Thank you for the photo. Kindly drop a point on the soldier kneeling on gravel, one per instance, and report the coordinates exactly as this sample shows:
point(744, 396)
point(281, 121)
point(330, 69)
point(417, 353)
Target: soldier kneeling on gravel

Description of the task:
Keep only the lines from the one containing "point(744, 396)" to the end of the entries, and repeat them exactly.

Exercise output:
point(744, 396)
point(281, 121)
point(330, 69)
point(417, 353)
Target: soldier kneeling on gravel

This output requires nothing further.